▸ Task item: What follows is a set of records. Repeat every one of them exactly.

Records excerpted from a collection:
____
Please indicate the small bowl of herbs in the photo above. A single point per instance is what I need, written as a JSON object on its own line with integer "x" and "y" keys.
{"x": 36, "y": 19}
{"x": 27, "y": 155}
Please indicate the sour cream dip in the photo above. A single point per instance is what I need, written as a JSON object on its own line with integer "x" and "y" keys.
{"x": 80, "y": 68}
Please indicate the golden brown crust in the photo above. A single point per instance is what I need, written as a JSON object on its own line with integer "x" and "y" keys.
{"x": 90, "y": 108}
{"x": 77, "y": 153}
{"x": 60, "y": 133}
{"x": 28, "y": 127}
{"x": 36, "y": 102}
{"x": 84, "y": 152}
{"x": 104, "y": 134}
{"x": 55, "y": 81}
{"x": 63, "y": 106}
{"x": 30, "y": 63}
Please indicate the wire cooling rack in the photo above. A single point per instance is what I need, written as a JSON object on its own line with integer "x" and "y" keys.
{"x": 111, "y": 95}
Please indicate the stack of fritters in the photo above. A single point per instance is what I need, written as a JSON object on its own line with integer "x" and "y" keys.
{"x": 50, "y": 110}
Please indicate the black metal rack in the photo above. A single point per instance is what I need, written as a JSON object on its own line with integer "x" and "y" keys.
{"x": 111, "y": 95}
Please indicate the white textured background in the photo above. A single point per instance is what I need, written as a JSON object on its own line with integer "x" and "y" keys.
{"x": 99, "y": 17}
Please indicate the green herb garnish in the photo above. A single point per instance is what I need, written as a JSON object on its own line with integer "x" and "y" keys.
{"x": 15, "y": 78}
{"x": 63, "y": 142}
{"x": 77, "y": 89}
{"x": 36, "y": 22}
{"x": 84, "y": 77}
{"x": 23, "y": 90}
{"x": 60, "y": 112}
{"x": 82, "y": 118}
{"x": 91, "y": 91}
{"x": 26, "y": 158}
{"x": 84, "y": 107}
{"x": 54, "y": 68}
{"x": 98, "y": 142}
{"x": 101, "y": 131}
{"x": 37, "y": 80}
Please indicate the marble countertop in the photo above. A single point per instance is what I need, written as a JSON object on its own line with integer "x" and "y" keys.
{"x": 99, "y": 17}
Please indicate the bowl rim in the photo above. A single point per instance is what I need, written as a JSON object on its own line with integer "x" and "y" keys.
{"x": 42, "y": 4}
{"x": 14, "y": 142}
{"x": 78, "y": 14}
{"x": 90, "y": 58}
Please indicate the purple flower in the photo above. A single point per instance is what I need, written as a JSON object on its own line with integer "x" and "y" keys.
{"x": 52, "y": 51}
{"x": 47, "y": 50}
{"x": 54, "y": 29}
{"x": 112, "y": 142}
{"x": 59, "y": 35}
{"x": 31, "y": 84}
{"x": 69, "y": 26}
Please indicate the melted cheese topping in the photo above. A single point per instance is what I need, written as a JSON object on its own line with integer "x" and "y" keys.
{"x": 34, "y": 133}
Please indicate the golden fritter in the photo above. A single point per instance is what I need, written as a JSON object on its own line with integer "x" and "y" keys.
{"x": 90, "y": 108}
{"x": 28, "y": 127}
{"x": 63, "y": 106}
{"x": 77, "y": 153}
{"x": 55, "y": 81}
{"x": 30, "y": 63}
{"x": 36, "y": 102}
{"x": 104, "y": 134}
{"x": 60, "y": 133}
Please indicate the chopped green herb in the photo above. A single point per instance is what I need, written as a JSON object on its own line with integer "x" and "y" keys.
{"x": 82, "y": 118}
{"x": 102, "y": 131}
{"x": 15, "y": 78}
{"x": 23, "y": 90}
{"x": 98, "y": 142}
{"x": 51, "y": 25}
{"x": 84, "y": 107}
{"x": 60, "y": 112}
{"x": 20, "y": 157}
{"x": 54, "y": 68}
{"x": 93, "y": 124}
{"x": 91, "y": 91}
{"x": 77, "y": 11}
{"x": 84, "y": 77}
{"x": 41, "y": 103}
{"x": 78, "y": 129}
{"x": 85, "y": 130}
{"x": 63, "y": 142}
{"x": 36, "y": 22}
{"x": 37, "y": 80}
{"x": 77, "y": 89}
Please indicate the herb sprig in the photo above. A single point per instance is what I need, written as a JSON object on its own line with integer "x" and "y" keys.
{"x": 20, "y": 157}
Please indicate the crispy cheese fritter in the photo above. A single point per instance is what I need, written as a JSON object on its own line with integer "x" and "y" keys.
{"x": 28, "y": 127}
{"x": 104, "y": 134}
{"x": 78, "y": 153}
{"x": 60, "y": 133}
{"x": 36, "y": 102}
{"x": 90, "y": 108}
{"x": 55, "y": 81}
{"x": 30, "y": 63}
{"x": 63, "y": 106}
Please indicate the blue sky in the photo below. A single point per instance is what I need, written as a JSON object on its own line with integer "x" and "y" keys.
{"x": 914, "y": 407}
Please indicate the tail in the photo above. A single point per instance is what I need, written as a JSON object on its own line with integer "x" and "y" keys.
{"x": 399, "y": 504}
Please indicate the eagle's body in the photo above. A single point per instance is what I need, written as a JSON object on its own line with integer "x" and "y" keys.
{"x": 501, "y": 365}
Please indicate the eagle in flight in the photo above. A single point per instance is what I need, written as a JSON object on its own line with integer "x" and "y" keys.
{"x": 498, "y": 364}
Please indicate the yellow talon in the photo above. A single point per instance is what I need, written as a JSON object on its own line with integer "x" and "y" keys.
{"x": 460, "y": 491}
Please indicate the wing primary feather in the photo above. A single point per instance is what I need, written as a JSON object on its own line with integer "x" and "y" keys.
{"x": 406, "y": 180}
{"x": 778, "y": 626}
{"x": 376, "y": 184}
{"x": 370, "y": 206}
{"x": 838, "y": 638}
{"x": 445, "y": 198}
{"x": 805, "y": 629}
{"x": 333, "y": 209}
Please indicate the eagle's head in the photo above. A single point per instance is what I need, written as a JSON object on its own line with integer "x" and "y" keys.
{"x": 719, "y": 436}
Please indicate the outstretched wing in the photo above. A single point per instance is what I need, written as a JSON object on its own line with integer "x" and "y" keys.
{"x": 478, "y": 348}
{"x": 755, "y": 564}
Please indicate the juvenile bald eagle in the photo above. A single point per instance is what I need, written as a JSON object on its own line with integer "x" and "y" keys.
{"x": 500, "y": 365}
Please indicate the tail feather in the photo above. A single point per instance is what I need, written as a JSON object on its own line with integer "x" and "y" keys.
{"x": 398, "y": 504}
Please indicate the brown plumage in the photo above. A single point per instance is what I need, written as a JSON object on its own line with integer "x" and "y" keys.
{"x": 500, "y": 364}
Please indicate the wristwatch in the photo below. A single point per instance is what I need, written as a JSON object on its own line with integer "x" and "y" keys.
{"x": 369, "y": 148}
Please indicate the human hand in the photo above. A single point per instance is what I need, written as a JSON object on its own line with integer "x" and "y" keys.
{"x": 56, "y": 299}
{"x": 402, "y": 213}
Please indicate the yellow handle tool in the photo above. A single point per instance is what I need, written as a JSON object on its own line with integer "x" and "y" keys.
____
▸ Your response:
Please indicate the small bowl of herbs in the photo above. A single point per instance is what I need, written as a JSON object on its own line with integer "x" and "y" keys.
{"x": 36, "y": 19}
{"x": 27, "y": 155}
Please indicate the sour cream dip in the photo above. A single point per instance is what I need, written as a JSON object on its own line with integer "x" and "y" keys.
{"x": 80, "y": 68}
Please indicate the golden brown crust in the photo above. A single point per instance is what I need, written as a JSON object on its own line with integer "x" and "y" keys.
{"x": 90, "y": 108}
{"x": 77, "y": 153}
{"x": 60, "y": 133}
{"x": 28, "y": 127}
{"x": 36, "y": 102}
{"x": 84, "y": 152}
{"x": 104, "y": 134}
{"x": 55, "y": 81}
{"x": 63, "y": 106}
{"x": 30, "y": 63}
Please indicate the wire cooling rack in the photo above. A single point per instance is what I need, written as a JSON object on its own line with integer "x" and "y" keys.
{"x": 111, "y": 95}
Please indicate the stack of fritters in the photo above. A single point per instance is what I need, written as a JSON object on its own line with integer "x" and "y" keys.
{"x": 50, "y": 110}
Please indicate the black metal rack in the photo above. A single point per instance is what I need, written as a JSON object on its own line with integer "x" and "y" keys.
{"x": 111, "y": 95}
Please indicate the white textured background in the photo above. A single point per instance is what I need, written as a JSON object on its own line with integer "x" and "y" keys.
{"x": 99, "y": 17}
Please indicate the green herb garnish in the photo above. A single point per instance is what I need, written as a JSON object on its own line with integer "x" and "y" keys.
{"x": 15, "y": 78}
{"x": 63, "y": 142}
{"x": 77, "y": 89}
{"x": 36, "y": 22}
{"x": 84, "y": 77}
{"x": 23, "y": 90}
{"x": 60, "y": 112}
{"x": 82, "y": 118}
{"x": 91, "y": 91}
{"x": 26, "y": 158}
{"x": 84, "y": 107}
{"x": 54, "y": 68}
{"x": 98, "y": 142}
{"x": 101, "y": 131}
{"x": 37, "y": 80}
Please indicate the marble countertop in the photo above. A single point per instance is what I need, written as a JSON object on its own line with integer "x" and "y" keys.
{"x": 99, "y": 17}
Please indicate the bowl rim in the photo above. A single point per instance is what I need, written as a JSON object on its own line with integer "x" and "y" keys.
{"x": 42, "y": 4}
{"x": 14, "y": 142}
{"x": 78, "y": 14}
{"x": 90, "y": 58}
Please indicate the purple flower in the photo above. A single point per instance is what I need, written as a JSON object on its own line with integer "x" and "y" keys.
{"x": 52, "y": 51}
{"x": 47, "y": 50}
{"x": 54, "y": 29}
{"x": 112, "y": 142}
{"x": 59, "y": 35}
{"x": 31, "y": 84}
{"x": 69, "y": 26}
Please indicate the melted cheese topping in the photo above. A single point per instance is what I need, written as a JSON object on its own line with integer "x" and "y" keys.
{"x": 34, "y": 133}
Please indicate the golden fritter in the photo above. A single point per instance is what I need, written as a JSON object on its own line with integer "x" and "y" keys.
{"x": 90, "y": 108}
{"x": 28, "y": 127}
{"x": 63, "y": 106}
{"x": 77, "y": 153}
{"x": 55, "y": 81}
{"x": 30, "y": 63}
{"x": 36, "y": 102}
{"x": 104, "y": 134}
{"x": 60, "y": 133}
Please indicate the chopped green herb in the photo above. A single point per instance is what I need, written as a JSON object on its own line with integer "x" and "y" keys.
{"x": 82, "y": 118}
{"x": 102, "y": 131}
{"x": 15, "y": 78}
{"x": 23, "y": 90}
{"x": 98, "y": 142}
{"x": 51, "y": 25}
{"x": 84, "y": 107}
{"x": 60, "y": 112}
{"x": 20, "y": 157}
{"x": 54, "y": 68}
{"x": 93, "y": 124}
{"x": 91, "y": 91}
{"x": 77, "y": 11}
{"x": 84, "y": 77}
{"x": 41, "y": 103}
{"x": 78, "y": 129}
{"x": 85, "y": 130}
{"x": 63, "y": 142}
{"x": 36, "y": 22}
{"x": 37, "y": 80}
{"x": 77, "y": 89}
Please indicate the herb sprig in the photo above. A single point per instance is what I need, written as a JSON object on its own line with integer "x" and "y" keys.
{"x": 20, "y": 157}
Please indicate the crispy cheese fritter in the photo above. A single point per instance is what I need, written as a JSON object on its own line with integer "x" and "y" keys.
{"x": 28, "y": 127}
{"x": 104, "y": 134}
{"x": 78, "y": 153}
{"x": 60, "y": 133}
{"x": 36, "y": 102}
{"x": 90, "y": 108}
{"x": 55, "y": 81}
{"x": 30, "y": 63}
{"x": 63, "y": 106}
Please indicate the blue sky in the photo below. A single point per instance is what I need, written as a JSON object on its own line with integer "x" and "y" keys.
{"x": 914, "y": 407}
Please indicate the tail in the photo above. A single point per instance is what I need, written as a JSON object on its own line with integer "x" and "y" keys.
{"x": 399, "y": 504}
Please indicate the eagle's body in the photo above. A single point per instance is what I need, written as a JSON object on its own line with integer "x" and "y" keys.
{"x": 501, "y": 365}
Please indicate the eagle in flight in the photo above. A single point per instance is what I need, written as a JSON object on its own line with integer "x" and "y" keys.
{"x": 498, "y": 364}
Please indicate the yellow talon in the photo above. A single point per instance is what I need, written as a JSON object on its own line with integer "x" and "y" keys.
{"x": 460, "y": 491}
Please indicate the wing primary feather in the photo above. A single point per instance is what I need, written as a JSON object on its own line with integer "x" and "y" keys.
{"x": 406, "y": 180}
{"x": 778, "y": 626}
{"x": 376, "y": 184}
{"x": 370, "y": 206}
{"x": 838, "y": 638}
{"x": 445, "y": 198}
{"x": 805, "y": 629}
{"x": 333, "y": 209}
Please indicate the eagle's head in the photo above. A single point per instance is what I need, written as a JSON object on its own line with integer "x" and "y" keys.
{"x": 719, "y": 436}
Please indicate the outstretched wing in the photo above. A single point per instance is what I need, written as a JSON object on its own line with integer "x" and "y" keys.
{"x": 478, "y": 348}
{"x": 755, "y": 564}
Please indicate the juvenile bald eagle in the photo above. A single point per instance is what I need, written as a JSON object on its own line with integer "x" and "y" keys.
{"x": 500, "y": 365}
Please indicate the tail feather in the photo above. A single point per instance is what I need, written as a JSON object on its own line with integer "x" and "y" keys.
{"x": 398, "y": 504}
Please indicate the brown plumage in the photo above. A single point per instance is what I need, written as a JSON object on its own line with integer "x" and "y" keys.
{"x": 500, "y": 364}
Please indicate the wristwatch in the photo below. A single point per instance is what I need, written as a JSON object on its own line with integer "x" and "y" keys.
{"x": 369, "y": 148}
Please indicate the human hand in the photo above. A single point per instance is what I need, written as a JSON object on its own line with integer "x" and "y" keys.
{"x": 56, "y": 299}
{"x": 402, "y": 213}
Please indicate the yellow handle tool in the photo above. A single point per instance is what I need, written as a JSON object on its own line with integer "x" and "y" keys.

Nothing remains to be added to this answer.